▶ Assignment:
Retype all the entries word for word, but omit the pictures.

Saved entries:
────────────────
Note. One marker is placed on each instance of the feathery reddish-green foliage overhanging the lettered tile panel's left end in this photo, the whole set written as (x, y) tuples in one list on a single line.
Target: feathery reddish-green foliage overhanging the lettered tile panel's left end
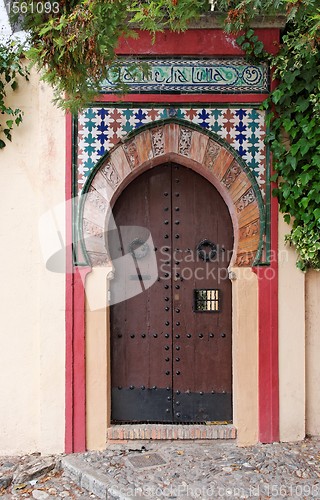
[(75, 46)]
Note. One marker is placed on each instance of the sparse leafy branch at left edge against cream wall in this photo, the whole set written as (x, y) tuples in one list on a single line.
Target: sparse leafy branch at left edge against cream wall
[(10, 69)]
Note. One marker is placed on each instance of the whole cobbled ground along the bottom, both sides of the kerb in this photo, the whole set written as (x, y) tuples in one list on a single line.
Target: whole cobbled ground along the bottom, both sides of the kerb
[(180, 469)]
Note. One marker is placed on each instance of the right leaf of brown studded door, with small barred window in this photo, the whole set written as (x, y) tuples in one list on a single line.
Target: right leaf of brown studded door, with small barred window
[(202, 382)]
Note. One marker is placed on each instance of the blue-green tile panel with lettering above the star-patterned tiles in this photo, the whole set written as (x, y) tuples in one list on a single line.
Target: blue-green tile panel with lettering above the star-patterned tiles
[(187, 75)]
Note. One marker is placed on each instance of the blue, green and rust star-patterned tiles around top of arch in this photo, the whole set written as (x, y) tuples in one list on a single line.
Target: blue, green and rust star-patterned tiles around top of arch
[(100, 128)]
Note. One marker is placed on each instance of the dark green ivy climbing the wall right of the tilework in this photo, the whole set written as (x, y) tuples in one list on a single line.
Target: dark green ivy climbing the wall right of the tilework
[(294, 125)]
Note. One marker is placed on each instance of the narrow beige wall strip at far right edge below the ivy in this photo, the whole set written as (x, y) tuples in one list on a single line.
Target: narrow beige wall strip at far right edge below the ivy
[(312, 352)]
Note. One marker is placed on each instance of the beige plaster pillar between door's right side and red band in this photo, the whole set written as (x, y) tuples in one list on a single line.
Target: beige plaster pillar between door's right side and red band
[(245, 354)]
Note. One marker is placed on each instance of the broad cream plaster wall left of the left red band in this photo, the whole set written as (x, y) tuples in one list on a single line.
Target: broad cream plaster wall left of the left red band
[(32, 299)]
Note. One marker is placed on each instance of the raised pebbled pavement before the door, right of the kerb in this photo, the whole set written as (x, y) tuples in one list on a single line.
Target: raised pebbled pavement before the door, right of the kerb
[(212, 469)]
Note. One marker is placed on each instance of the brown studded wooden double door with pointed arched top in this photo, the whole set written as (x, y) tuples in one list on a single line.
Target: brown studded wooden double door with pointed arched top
[(171, 344)]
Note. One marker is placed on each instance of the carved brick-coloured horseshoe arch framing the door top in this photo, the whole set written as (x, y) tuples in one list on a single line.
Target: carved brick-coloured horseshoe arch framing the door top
[(187, 145)]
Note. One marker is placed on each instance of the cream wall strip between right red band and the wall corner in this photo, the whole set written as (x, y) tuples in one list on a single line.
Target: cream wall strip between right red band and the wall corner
[(291, 342)]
────────────────
▶ Output for this task:
Note. One marker is placed on each instance of the feathery reddish-green foliage overhanging the lettered tile panel's left end in this photo, the whole set written as (x, y) tuples in one list on a single line.
Target: feathery reddish-green foliage overhanging the lettered tile panel's left end
[(75, 46)]
Note. One marker is placed on each instance of the sparse leafy branch at left edge against cream wall in this photo, the whole set written as (x, y) tuples in one list on a single line.
Target: sparse leafy branch at left edge against cream wall
[(10, 69)]
Note. One marker is placed on each instance of the whole cobbled ground along the bottom, both sides of the kerb in this photo, the whole set written as (x, y) tuples in one list on a single line.
Target: whole cobbled ground along the bottom, both sides of the kerb
[(180, 469)]
Note. One marker is placed on each instance of the right leaf of brown studded door, with small barred window in this photo, the whole set written as (x, y) tuples in one list on a single line.
Target: right leaf of brown studded door, with small barred window
[(202, 382)]
Note. One marker is placed on each instance of the blue-green tile panel with lettering above the star-patterned tiles in this photo, the whole set written as (x, y) tuples in one list on a single line.
Target: blue-green tile panel with lettering above the star-patterned tiles
[(187, 75)]
Note. One marker is placed on each instance of the blue, green and rust star-patterned tiles around top of arch in this photo, the whole set written as (x, y) tuples in one list on a single line.
Target: blue, green and rust star-patterned tiles around top of arch
[(100, 128)]
Note. One marker is placed on each instance of the dark green ivy climbing the wall right of the tilework in this photo, the whole set written as (x, y) tuples in one list on a single line.
Target: dark green ivy climbing the wall right of the tilework
[(294, 125)]
Note. One marker is placed on each instance of the narrow beige wall strip at far right edge below the ivy in this photo, the whole set written as (x, y) tuples in one list on a single line.
Target: narrow beige wall strip at far right edge below the ivy
[(312, 352)]
Note. One marker is placed on each instance of the beige plaster pillar between door's right side and red band in this photo, the whole set written as (x, y) tuples in one list on a single line.
Target: beige plaster pillar between door's right side and red band
[(245, 354)]
Note. One marker is placed on each instance of the broad cream plaster wall left of the left red band in this photo, the whole set written as (x, y) tuples in one list on a single line.
Target: broad cream plaster wall left of the left red band
[(32, 299)]
Note. One marker is placed on each instance of the raised pebbled pavement before the door, right of the kerb in this photo, the whole set written as (x, y) tuples in one list on a single line.
Target: raised pebbled pavement before the door, right of the kerb
[(212, 469)]
Note. One marker is placed on each instance of the brown studded wooden double door with pointed arched top in this photo, the whole set written as (x, y) tuples in one list on a single line.
Target: brown studded wooden double door with pointed arched top
[(171, 344)]
Note. One marker is placed on each instance of the carved brick-coloured horseshoe arch framing the door top in this photo, the whole set written as (x, y) tuples in one list on a single line.
Target: carved brick-coloured horseshoe arch framing the door top
[(187, 145)]
Note. One marker is placed on each instance of the cream wall strip between right red band and the wall corner in this photo, the whole set written as (x, y) tuples in one list on a single line.
Target: cream wall strip between right red band and the wall corner
[(291, 342)]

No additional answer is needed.